=== Supplied material ===
Segment Open

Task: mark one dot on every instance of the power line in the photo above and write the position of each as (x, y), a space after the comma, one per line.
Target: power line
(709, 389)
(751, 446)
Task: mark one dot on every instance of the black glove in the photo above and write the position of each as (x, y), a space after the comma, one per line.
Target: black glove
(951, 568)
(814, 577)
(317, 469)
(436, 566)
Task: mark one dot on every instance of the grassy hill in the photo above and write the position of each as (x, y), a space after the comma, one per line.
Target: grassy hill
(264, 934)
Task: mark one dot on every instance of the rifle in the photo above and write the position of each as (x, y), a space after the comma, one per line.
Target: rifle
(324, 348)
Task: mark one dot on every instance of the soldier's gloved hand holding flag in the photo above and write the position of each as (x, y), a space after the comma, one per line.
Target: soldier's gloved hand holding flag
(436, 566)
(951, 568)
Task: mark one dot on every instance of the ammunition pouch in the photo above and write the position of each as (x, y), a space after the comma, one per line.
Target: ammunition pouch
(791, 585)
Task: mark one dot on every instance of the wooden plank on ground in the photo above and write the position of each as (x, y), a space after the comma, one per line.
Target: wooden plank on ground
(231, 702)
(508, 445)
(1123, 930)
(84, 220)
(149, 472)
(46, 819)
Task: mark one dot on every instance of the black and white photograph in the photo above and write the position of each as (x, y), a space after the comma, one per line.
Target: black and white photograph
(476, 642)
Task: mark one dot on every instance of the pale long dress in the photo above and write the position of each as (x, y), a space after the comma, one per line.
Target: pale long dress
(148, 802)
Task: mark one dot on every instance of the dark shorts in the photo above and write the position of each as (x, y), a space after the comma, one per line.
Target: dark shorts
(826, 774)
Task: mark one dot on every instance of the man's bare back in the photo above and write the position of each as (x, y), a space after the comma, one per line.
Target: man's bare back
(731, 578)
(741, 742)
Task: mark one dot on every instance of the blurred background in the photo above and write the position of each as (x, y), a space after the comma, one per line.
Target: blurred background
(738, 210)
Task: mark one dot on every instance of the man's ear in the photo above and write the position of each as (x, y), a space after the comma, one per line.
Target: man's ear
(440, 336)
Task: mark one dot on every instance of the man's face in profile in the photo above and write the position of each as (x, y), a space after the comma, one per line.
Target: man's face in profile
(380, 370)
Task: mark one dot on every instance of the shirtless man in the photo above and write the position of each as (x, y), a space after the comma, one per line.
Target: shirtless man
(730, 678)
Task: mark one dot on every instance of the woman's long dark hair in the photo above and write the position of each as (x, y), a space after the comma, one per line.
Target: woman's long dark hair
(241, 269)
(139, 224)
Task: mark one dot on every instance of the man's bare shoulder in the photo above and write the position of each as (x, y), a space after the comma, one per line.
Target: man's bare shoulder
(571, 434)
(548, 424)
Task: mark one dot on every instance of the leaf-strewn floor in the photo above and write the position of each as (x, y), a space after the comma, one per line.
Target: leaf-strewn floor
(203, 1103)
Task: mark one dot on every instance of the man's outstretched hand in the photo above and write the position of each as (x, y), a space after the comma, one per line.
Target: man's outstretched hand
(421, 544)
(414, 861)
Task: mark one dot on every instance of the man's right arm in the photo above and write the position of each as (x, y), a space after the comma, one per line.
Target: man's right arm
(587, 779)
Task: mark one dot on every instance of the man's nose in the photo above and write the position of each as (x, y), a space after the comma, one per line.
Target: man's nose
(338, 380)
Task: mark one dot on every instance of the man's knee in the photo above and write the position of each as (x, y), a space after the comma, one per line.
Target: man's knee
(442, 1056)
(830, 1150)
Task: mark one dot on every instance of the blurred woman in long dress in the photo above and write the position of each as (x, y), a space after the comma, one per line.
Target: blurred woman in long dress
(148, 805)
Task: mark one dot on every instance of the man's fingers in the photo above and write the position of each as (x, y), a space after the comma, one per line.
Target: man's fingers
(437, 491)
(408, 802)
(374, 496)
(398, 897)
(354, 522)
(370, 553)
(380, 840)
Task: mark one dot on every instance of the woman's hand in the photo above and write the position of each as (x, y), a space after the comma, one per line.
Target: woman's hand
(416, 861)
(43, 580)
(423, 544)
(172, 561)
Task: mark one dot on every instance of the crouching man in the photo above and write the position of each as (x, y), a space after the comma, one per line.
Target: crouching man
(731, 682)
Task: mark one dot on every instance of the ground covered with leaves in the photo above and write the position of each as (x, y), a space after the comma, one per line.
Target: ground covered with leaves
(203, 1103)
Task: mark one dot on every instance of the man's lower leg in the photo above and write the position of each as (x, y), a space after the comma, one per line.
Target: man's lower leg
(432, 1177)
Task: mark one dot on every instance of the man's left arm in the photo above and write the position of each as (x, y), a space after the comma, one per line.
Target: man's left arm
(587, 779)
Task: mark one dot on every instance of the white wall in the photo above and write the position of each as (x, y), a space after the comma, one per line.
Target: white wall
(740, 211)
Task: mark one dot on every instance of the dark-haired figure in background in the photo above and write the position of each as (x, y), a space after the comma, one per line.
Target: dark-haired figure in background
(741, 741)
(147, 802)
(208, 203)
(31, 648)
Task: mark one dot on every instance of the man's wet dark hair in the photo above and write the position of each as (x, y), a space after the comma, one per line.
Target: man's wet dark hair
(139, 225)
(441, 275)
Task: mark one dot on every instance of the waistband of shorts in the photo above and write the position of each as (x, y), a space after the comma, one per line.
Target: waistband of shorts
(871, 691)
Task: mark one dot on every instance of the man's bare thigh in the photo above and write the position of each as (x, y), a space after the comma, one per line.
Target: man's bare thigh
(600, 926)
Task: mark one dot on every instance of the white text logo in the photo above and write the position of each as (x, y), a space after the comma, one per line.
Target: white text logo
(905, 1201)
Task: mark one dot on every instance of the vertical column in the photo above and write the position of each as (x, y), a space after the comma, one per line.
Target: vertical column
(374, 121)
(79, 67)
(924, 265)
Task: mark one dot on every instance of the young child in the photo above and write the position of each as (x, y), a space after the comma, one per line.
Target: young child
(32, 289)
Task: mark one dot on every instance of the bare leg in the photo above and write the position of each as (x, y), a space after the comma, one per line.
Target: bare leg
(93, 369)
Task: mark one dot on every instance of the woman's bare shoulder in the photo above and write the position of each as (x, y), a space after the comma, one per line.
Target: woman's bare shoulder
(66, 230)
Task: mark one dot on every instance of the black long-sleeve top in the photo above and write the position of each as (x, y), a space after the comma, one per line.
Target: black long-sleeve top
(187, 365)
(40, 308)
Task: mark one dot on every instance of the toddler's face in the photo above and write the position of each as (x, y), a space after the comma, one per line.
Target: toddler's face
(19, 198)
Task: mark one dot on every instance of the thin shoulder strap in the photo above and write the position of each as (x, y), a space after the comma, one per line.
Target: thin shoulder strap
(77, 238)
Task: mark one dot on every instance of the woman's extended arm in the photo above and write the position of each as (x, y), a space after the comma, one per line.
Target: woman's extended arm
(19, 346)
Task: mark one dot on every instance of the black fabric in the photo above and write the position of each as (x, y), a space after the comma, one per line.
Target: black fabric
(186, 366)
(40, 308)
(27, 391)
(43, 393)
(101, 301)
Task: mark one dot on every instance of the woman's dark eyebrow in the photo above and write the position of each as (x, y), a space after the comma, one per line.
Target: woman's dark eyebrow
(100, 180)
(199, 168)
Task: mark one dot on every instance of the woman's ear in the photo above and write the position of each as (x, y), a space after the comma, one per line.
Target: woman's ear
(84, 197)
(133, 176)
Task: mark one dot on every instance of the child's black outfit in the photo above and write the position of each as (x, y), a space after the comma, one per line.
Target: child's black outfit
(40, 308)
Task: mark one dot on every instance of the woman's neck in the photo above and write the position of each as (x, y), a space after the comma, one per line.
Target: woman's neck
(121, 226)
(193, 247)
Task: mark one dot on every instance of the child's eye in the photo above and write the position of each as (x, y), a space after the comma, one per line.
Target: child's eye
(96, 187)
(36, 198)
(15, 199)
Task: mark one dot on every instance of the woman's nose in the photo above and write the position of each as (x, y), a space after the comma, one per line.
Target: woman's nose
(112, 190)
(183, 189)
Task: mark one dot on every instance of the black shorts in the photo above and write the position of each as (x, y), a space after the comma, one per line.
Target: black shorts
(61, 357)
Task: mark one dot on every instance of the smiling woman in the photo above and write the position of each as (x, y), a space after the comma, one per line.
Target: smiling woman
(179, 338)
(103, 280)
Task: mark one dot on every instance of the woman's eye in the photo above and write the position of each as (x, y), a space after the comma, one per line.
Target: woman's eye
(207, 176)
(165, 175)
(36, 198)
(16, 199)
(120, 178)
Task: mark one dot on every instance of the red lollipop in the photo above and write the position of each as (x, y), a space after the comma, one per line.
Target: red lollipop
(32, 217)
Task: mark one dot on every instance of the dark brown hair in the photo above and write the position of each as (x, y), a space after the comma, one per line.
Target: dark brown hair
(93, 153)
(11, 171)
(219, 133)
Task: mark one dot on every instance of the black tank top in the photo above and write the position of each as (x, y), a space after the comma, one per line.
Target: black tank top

Segment Closed

=== Description of the task ===
Reproduce every line of the records containing the string "tank".

=== Answer area ===
Task: mark one dot on every instance of the black tank top in the photo above and write the position of each as (x, y), a space after the comma, one per line.
Target: black tank top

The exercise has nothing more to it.